» **EXTRACTED DATA**:

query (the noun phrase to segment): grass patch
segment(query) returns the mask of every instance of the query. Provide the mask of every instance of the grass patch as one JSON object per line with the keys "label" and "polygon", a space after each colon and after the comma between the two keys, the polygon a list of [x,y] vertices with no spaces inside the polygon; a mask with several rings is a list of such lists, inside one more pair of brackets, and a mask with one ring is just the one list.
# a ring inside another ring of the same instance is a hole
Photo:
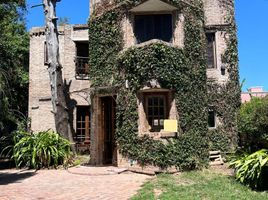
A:
{"label": "grass patch", "polygon": [[90,160],[89,154],[77,154],[72,160],[72,166],[88,165]]}
{"label": "grass patch", "polygon": [[231,176],[203,170],[177,175],[160,174],[144,184],[132,199],[263,200],[268,199],[268,193],[252,191]]}

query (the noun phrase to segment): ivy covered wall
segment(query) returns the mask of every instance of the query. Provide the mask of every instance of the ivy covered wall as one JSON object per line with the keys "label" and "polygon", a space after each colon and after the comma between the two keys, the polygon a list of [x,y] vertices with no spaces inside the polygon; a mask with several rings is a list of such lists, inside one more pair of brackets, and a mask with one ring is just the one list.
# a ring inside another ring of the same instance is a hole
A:
{"label": "ivy covered wall", "polygon": [[[142,1],[136,0],[115,2],[106,7],[103,5],[101,10],[96,9],[91,16],[89,65],[92,88],[118,88],[116,142],[123,156],[137,160],[141,165],[161,168],[202,167],[207,164],[209,147],[221,147],[219,142],[223,142],[226,150],[235,132],[235,113],[239,100],[229,91],[239,94],[237,57],[234,56],[236,46],[234,41],[230,41],[224,55],[230,71],[230,81],[224,86],[207,84],[202,1],[183,3],[169,0],[166,2],[178,7],[185,18],[184,48],[179,49],[159,41],[123,51],[122,18],[128,9],[140,2]],[[235,40],[234,27],[229,31],[230,39]],[[162,88],[174,91],[179,113],[179,128],[182,133],[165,142],[147,135],[138,136],[137,92],[152,79],[156,79]],[[126,80],[129,88],[125,87]],[[220,89],[213,90],[216,86]],[[227,94],[230,98],[226,98]],[[212,103],[224,121],[220,131],[214,131],[216,134],[211,134],[207,128],[208,105]],[[234,113],[230,113],[224,105],[228,105]],[[220,140],[215,139],[216,135]]]}
{"label": "ivy covered wall", "polygon": [[227,152],[237,145],[237,114],[240,107],[241,88],[239,84],[238,50],[233,1],[220,1],[221,6],[228,6],[225,28],[227,48],[222,55],[229,79],[226,84],[208,81],[208,105],[213,107],[220,119],[220,125],[208,132],[211,150]]}

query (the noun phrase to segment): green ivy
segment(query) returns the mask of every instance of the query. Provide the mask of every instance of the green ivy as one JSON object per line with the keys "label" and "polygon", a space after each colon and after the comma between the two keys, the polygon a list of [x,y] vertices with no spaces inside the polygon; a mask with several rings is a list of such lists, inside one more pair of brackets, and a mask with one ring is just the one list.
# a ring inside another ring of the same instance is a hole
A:
{"label": "green ivy", "polygon": [[[224,6],[223,4],[222,6]],[[234,8],[233,4],[231,4]],[[226,5],[225,5],[226,6]],[[208,103],[212,106],[217,116],[221,119],[221,126],[213,130],[221,132],[222,138],[218,142],[214,141],[216,146],[222,146],[222,149],[234,150],[237,145],[237,114],[241,104],[240,93],[241,88],[239,85],[239,72],[238,72],[238,50],[237,50],[237,37],[236,25],[234,19],[234,10],[229,7],[229,14],[226,23],[229,24],[226,33],[227,49],[222,55],[222,61],[226,65],[226,70],[229,74],[229,80],[226,84],[221,85],[214,81],[208,82]],[[226,143],[226,136],[229,143]]]}
{"label": "green ivy", "polygon": [[89,65],[93,87],[113,85],[116,58],[122,50],[120,19],[120,12],[112,10],[89,22]]}
{"label": "green ivy", "polygon": [[[219,134],[219,137],[223,136],[219,140],[207,135],[209,84],[207,85],[206,78],[202,1],[192,0],[189,1],[190,5],[179,0],[167,1],[177,6],[184,14],[185,46],[183,49],[172,47],[164,42],[156,42],[122,51],[123,37],[120,25],[122,16],[125,10],[140,2],[137,0],[120,2],[120,5],[114,6],[114,9],[109,8],[91,18],[89,64],[92,87],[117,88],[116,142],[124,156],[137,160],[141,165],[155,165],[161,168],[202,167],[208,162],[209,147],[213,149],[217,146],[217,144],[212,145],[211,142],[226,141],[224,134]],[[236,49],[229,45],[227,51],[232,53],[236,52]],[[230,63],[230,71],[231,68],[237,67],[237,62],[233,62],[233,59],[235,58],[227,52],[225,60],[226,63]],[[236,75],[232,74],[234,78]],[[180,116],[179,128],[182,133],[177,138],[166,139],[166,142],[153,140],[147,135],[138,136],[136,95],[146,82],[152,79],[157,79],[162,88],[174,91],[176,108]],[[126,80],[129,82],[129,88],[125,87]],[[230,81],[231,86],[232,81],[233,79]],[[226,85],[227,91],[233,89],[231,86]],[[234,92],[237,92],[235,89]],[[215,97],[218,98],[217,94]],[[232,99],[232,94],[229,96],[230,99],[226,100],[226,103],[234,101],[235,105],[232,106],[235,108],[236,98]],[[220,95],[220,98],[223,96]],[[227,123],[226,128],[233,131],[232,128],[235,126],[233,120]],[[225,127],[223,130],[225,131]]]}

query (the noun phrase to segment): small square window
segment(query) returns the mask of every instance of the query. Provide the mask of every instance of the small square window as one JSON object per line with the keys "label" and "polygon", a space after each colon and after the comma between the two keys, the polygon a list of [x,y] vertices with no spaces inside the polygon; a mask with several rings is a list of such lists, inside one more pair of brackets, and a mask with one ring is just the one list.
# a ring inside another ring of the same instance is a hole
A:
{"label": "small square window", "polygon": [[222,75],[222,76],[225,76],[225,74],[226,74],[226,69],[225,69],[225,67],[221,67],[221,75]]}

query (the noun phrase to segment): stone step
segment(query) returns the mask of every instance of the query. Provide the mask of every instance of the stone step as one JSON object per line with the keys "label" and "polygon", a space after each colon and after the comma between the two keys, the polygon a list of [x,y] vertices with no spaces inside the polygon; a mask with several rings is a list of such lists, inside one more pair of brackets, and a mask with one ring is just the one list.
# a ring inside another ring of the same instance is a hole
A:
{"label": "stone step", "polygon": [[209,155],[220,154],[221,151],[209,151]]}
{"label": "stone step", "polygon": [[151,176],[155,175],[155,170],[152,169],[143,169],[141,167],[129,167],[128,170],[139,174],[146,174]]}
{"label": "stone step", "polygon": [[213,161],[213,162],[210,162],[209,165],[210,166],[214,166],[214,165],[223,165],[224,162],[223,161]]}
{"label": "stone step", "polygon": [[214,156],[209,156],[209,158],[220,158],[221,155],[214,155]]}
{"label": "stone step", "polygon": [[159,167],[154,167],[154,166],[147,166],[147,167],[132,166],[132,167],[128,167],[128,171],[140,173],[140,174],[152,175],[152,176],[158,173],[174,174],[178,172],[178,170],[175,167],[169,167],[167,169],[160,169]]}

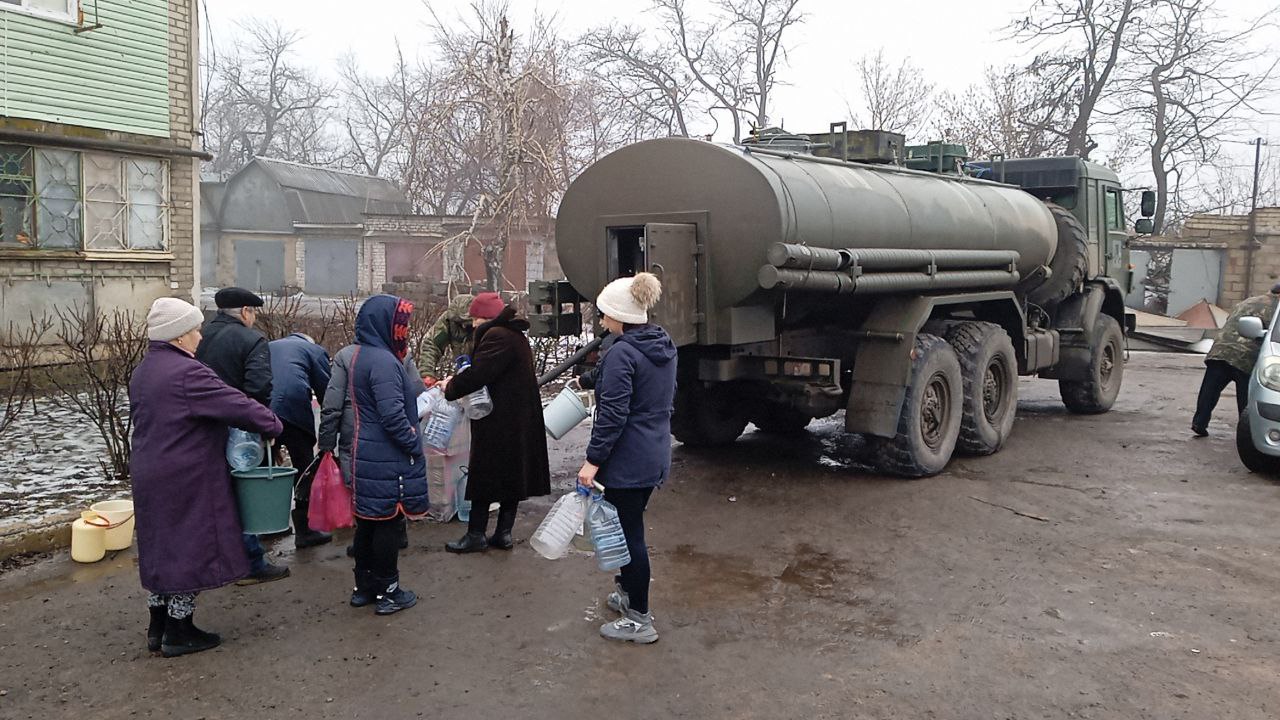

» **WORK ITEM**: The answer must be every line of the listing that holds the word "phrase".

» **ANSWER TO THIS PROBLEM**:
query (the noun phrase to segment): grass patch
query (the noun phrase to segment): ivy covered wall
query (the noun phrase to segment): green ivy
query (the noun phrase to segment): small square window
query (the noun phrase to segment): stone step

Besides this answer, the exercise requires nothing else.